(Task description):
Please report every line of the data below that contains the word "bride".

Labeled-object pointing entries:

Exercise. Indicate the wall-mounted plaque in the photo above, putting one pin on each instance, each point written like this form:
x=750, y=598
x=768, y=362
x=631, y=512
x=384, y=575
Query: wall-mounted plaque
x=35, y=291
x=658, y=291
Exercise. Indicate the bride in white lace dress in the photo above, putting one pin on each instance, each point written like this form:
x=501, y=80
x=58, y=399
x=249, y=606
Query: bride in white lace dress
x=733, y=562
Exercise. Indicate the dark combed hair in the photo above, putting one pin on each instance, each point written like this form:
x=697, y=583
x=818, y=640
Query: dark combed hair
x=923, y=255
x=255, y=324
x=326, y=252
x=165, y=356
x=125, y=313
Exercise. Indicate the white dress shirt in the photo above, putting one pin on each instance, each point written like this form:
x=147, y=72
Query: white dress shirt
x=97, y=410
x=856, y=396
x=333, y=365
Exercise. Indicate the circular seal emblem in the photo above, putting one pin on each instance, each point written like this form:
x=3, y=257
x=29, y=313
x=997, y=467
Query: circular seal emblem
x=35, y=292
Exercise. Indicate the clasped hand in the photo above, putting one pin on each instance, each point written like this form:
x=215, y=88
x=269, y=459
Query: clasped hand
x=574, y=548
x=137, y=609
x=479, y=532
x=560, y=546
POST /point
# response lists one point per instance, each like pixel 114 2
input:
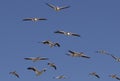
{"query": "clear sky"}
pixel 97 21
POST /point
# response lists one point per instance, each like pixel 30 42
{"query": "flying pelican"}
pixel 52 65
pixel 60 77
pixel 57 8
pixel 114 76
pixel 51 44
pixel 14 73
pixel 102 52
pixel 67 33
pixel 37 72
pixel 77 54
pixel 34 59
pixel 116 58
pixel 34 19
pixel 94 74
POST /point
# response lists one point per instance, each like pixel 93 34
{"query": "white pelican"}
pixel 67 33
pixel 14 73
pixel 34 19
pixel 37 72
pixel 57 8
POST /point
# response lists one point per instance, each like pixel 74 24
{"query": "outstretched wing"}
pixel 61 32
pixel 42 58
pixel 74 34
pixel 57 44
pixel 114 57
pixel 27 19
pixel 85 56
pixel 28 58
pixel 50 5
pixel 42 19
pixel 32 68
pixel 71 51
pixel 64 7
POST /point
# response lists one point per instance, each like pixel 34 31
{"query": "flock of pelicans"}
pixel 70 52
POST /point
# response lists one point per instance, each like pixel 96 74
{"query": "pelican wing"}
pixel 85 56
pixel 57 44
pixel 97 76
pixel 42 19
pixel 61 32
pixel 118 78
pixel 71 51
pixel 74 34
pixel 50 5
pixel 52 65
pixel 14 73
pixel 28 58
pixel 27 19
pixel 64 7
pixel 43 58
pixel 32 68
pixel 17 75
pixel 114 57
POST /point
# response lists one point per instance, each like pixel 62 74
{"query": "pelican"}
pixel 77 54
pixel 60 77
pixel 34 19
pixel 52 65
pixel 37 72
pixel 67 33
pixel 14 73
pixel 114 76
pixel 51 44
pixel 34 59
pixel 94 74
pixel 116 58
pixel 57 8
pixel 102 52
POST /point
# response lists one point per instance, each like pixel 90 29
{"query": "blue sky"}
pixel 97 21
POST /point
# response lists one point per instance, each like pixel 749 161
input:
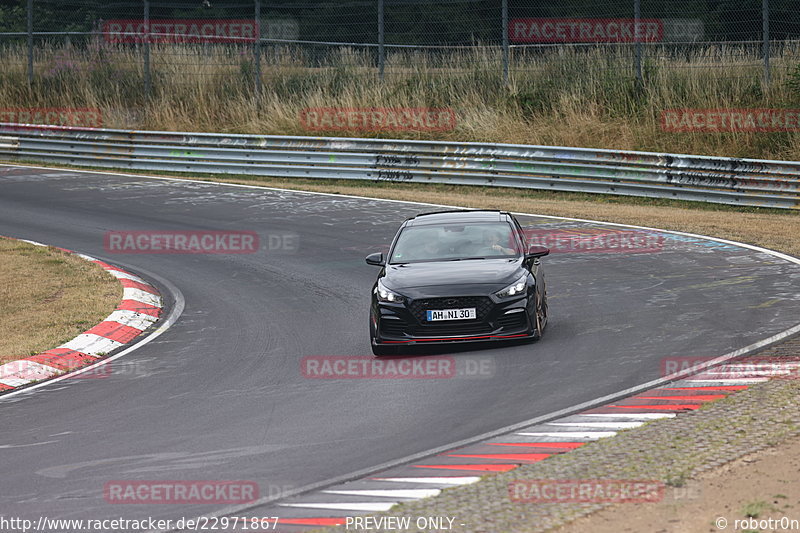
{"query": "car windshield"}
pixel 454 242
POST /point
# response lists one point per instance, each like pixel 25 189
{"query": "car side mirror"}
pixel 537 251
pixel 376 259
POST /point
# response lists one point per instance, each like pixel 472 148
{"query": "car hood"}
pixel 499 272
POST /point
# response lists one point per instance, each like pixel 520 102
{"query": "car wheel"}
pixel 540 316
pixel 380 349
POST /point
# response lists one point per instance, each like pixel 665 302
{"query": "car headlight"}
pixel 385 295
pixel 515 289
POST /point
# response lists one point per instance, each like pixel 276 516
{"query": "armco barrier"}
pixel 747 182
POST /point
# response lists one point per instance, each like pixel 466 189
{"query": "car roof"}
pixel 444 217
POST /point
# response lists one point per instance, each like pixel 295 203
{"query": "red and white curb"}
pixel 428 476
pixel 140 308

(Result for this exercise):
Exercise. Indicate the bride in white lace dress in the photo above, putting one pin on each instance, each point written like this form:
Query: bride in white lace dress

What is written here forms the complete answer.